PAGE EXCERPT ->
——————

Dismas Mochama Kenyanya v Republic [2025] KEHC 2782 (KLR)
Full Case Text
Dismas Mochama Kenyanya v Republic (Criminal Appeal E284 of 2023) [2025] KEHC 2782 (KLR) (Crim) (12 March 2025) (Judgment)
Neutral citation: [2025] KEHC 2782 (KLR)
Republic of Kenya
In the High Court at Nairobi (Milimani Law Courts)
Criminal
Criminal Appeal E284 of 2023
CJ Kendagor, J
March 12, 2025
Between
Dismas Mochama Kenyanya
Appellant
and
Republic
Respondent
(Being an appeal from the Judgment of Hon. L.K Gatheru in Makadara Sexual Offences Case No. 109 of 2019 delivered on 29th August, 2023)
Judgment
1. The Appellant herein was charged with the offence of defilement contrary to Section 8 (1) as read with Section 8 (3) of the Sexual Offences Act. The particulars of the offence are that on diverse dates between 24th February, 2019 and 10th April, 2019 at [Particulars Withheld], within Nairobi County, the Appellant intentionally and unlawfully caused his penis to penetrate the vagina of EK, a child aged 13 years.
2. He faced an alternative charge of committing an indecent act with a child contrary to Section 11 (1) of the Sexual Offences Act. The particulars being that on diverse dates between 24th February, 2019 and 10th April, 2019 at [Particulars Withheld], within Nairobi County, the Appellant unlawfully touched the vagina of EK, a child aged 13 years.
3. The Appellant was found guilty of the main count after trial. He was sentenced to fifteen (15) years’ imprisonment and, collectively noting that he had been in custody for about a month, he was sentenced to serve 14 years and 11 months imprisonment.
4. The Appellant, aggrieved by the conviction and sentence, preferred the present appeal. He argued that the learned trial magistrate erred in both law and fact by basing the conviction on a flawed charge sheet that did not clearly specify the dates when the offences occurred, pointing out that while the offences were alleged to have taken place on 10th April 2019, the initial report was filed on 24th April, 2019. He faulted the learned trial magistrate for failing to consider the testimony of PW2 that other factors could break the hymen and not just sexual activity, that no swabs were taken that would have linked the Appellant with the alleged offence. Further, he argues that the trial Court considered uncorroborated hearsay evidence of PW3, which contradicted the testimony of PW2. Further, that the sentence was harsh, excessive and discriminatory.
5. The Court directed that the parties file written submissions at the appeal hearing. The Appellant filed submissions and also highlighted them before the Court. He asserted that the prosecution had not proved the case beyond reasonable doubt and that the trial Court convicted him based on suspicion.

——————

WHAT YOU WILL DO ->
1. Reproduce the part of the appeal judgment that starts with "5. The Court" and goes on through "based on suspicion.".
2. Answer these questions using facts stated in the appeal judgment:
(a) In which court was the appeal heard?
(b) After his time in custody was taken into account, how long a term of imprisonment was the Appellant ordered to serve?
(c) According to the Appellant, on what date was the initial report filed?
3. Resume the appeal judgment after its last paragraph and write what follows.

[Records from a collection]

——————

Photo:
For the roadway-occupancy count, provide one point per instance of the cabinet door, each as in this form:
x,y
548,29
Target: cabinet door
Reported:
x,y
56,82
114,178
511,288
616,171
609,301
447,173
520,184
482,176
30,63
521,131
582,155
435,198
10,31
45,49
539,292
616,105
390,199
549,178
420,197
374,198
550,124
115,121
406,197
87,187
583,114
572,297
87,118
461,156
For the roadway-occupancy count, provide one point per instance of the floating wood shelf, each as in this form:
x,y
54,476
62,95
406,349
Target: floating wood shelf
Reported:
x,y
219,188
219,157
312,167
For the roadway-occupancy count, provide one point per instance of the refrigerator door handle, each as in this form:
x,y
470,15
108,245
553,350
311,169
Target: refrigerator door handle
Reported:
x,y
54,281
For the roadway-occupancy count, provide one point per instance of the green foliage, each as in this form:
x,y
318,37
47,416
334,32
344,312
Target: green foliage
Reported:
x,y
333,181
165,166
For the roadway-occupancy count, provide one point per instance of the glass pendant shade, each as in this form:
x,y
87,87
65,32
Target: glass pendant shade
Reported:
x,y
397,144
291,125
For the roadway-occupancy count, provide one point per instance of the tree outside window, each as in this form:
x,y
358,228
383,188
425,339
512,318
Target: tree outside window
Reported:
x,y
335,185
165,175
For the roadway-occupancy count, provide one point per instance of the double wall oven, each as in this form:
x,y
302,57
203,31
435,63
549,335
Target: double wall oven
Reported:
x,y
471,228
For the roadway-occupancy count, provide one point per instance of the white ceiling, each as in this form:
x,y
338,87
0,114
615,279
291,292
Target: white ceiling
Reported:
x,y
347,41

——————

TASK RESULTS ->
1.
5. The Court directed that the parties file written submissions at the appeal hearing. The Appellant filed submissions and also highlighted them before the Court. He asserted that the prosecution had not proved the case beyond reasonable doubt and that the trial Court convicted him based on suspicion.

2.
(a) The High Court at Nairobi (Milimani Law Courts)
(b) 14 years and 11 months
(c) 24th April, 2019

3.
6. The Appellant contends that PW1’s testimony was procured by coercion by PW3 and doctors, and thus, the complainant did not voluntarily link him to the incidents. He maintained that PW2, a doctor at Nairobi Women’s hospital, stated that this was a case of late presentation and stated that the child had already changed clothes and no swabs were taken. He went on to state that PWI’s hymen was indeed broken, but he clarified that a hymen can be ruptured by various factors, not solely sexual activity.
7. It was his argument that the prosecution failed to call crucial witnesses such as Norah, Nickie, Mama Nickie and Virginia to support the prosecution’s case, who allegedly were witnesses to the incident. The Appellant invited the Court to make a finding that, considering the totality of the evidence and the specific circumstances of this case, there was insufficient evidence presented to prove the case against the Appellant. He relied on the authorities in Mary Wanjiku Gichira v Republic, Criminal Appeal No 17 of 1998, BUkenya & Others Vs Uganda (1972) EA 549, Arthur Mshila Manga (2016) eKLR.
8. On the other hand, the Respondent made oral submissions that the elements of the offence of defilement had been proved and urged the Court to uphold the conviction and sentence. The Respondent invited the Court to examine the evidence presented and asserted that the Court had rightly convicted the Appellant after determining that the complainant was a truthful and credible witness.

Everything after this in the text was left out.